*** Opening of Provided data ***

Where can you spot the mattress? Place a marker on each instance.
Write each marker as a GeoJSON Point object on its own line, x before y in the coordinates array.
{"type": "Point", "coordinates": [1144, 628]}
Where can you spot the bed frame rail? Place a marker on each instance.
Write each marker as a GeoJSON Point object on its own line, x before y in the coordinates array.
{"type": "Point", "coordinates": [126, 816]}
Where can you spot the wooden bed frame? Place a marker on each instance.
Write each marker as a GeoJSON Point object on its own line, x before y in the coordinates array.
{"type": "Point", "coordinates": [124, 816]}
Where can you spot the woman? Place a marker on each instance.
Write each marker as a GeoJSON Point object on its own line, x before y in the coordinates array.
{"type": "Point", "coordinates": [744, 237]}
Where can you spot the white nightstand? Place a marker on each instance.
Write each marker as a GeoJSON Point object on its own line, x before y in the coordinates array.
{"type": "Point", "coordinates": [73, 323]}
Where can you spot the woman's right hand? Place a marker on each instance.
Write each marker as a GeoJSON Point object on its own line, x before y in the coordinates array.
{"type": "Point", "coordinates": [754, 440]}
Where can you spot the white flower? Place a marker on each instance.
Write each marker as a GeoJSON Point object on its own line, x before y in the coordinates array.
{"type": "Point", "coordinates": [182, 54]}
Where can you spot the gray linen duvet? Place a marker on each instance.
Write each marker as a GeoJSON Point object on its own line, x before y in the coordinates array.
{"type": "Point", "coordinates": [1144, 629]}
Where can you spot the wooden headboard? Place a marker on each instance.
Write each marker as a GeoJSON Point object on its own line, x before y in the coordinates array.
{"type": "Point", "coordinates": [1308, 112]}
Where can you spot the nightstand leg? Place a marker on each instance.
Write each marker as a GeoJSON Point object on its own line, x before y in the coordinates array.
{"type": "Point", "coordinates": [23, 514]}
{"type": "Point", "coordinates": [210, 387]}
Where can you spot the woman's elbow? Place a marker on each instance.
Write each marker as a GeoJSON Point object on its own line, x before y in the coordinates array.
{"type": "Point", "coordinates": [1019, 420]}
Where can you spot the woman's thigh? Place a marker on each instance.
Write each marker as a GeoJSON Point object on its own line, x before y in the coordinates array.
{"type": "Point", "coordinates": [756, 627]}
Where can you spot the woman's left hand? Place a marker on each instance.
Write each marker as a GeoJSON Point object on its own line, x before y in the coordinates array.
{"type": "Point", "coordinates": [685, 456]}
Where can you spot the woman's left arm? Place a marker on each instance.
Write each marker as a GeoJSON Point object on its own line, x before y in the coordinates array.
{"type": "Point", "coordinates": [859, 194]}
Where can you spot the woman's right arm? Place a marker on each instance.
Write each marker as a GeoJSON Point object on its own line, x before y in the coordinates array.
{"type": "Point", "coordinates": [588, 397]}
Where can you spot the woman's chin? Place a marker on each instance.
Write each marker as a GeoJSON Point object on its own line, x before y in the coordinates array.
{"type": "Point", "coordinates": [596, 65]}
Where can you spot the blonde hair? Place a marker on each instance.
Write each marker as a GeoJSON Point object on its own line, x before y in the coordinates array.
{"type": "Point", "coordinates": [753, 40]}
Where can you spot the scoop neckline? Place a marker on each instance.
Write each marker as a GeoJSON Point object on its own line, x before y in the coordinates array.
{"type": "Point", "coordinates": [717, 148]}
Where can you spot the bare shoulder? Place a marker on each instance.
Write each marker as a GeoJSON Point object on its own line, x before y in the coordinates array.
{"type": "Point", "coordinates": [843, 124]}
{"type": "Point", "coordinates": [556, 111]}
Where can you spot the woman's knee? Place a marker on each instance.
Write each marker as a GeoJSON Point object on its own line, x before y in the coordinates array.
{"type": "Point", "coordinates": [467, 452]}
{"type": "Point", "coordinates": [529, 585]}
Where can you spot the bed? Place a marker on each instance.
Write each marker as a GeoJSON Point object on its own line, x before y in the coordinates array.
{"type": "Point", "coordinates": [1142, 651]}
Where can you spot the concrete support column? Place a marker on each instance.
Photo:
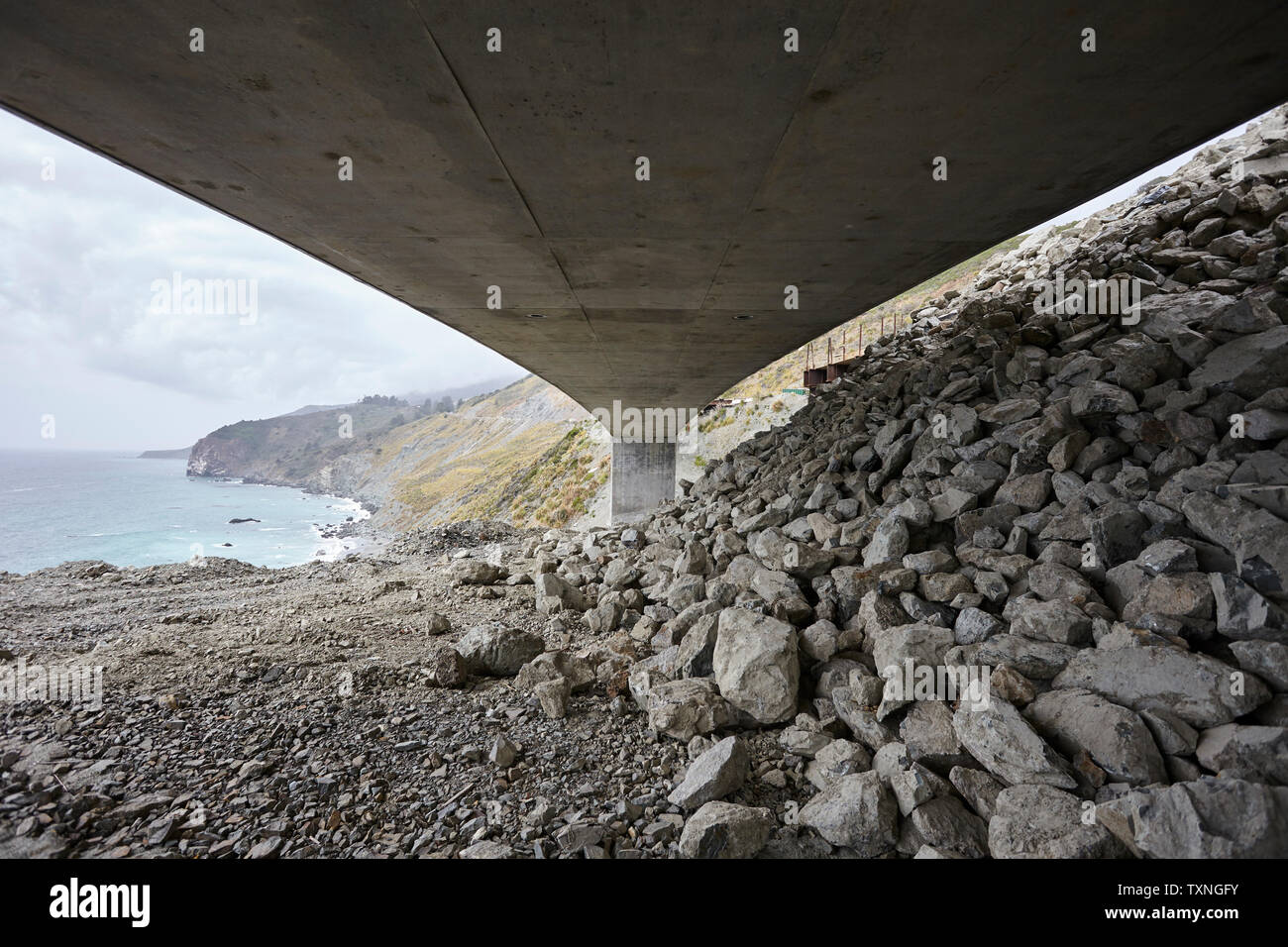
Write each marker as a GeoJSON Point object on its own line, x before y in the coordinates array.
{"type": "Point", "coordinates": [643, 476]}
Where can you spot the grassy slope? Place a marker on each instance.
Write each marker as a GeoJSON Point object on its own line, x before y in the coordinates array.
{"type": "Point", "coordinates": [522, 454]}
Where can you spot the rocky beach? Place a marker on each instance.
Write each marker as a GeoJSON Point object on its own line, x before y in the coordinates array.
{"type": "Point", "coordinates": [1083, 501]}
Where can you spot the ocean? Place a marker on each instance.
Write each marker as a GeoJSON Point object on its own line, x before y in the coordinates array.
{"type": "Point", "coordinates": [62, 505]}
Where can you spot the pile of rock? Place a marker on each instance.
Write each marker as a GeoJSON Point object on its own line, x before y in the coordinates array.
{"type": "Point", "coordinates": [1085, 509]}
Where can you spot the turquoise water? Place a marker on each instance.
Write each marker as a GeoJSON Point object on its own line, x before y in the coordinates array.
{"type": "Point", "coordinates": [60, 505]}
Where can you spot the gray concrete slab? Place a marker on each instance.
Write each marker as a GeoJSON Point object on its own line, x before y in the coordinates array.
{"type": "Point", "coordinates": [518, 167]}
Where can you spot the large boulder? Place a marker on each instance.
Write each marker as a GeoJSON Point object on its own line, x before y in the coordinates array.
{"type": "Point", "coordinates": [1009, 748]}
{"type": "Point", "coordinates": [725, 830]}
{"type": "Point", "coordinates": [1202, 690]}
{"type": "Point", "coordinates": [713, 775]}
{"type": "Point", "coordinates": [1115, 737]}
{"type": "Point", "coordinates": [1205, 818]}
{"type": "Point", "coordinates": [756, 667]}
{"type": "Point", "coordinates": [1044, 822]}
{"type": "Point", "coordinates": [687, 707]}
{"type": "Point", "coordinates": [497, 650]}
{"type": "Point", "coordinates": [857, 812]}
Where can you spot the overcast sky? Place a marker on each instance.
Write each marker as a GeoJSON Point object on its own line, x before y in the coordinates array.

*** Close of Provided data ***

— Task details —
Copy out every line above where "woman" is present.

— Response —
Where can you spot the woman? Place a marker on each instance.
Where can you spot the woman's right hand? Place a marker on each instance.
Where can you spot the woman's elbow? Place a marker on each instance.
Where can you spot the woman's thigh? Place a marker on each instance.
Where can you spot the woman's left hand? Place a marker on each instance.
Where can you spot the woman's left arm? Place a marker on each instance.
Where can you spot the woman's right arm? Place a marker on each instance.
Where can you spot the woman's chin? Place a marker on each instance.
Where can you spot the woman's knee? Place a marker on each instance.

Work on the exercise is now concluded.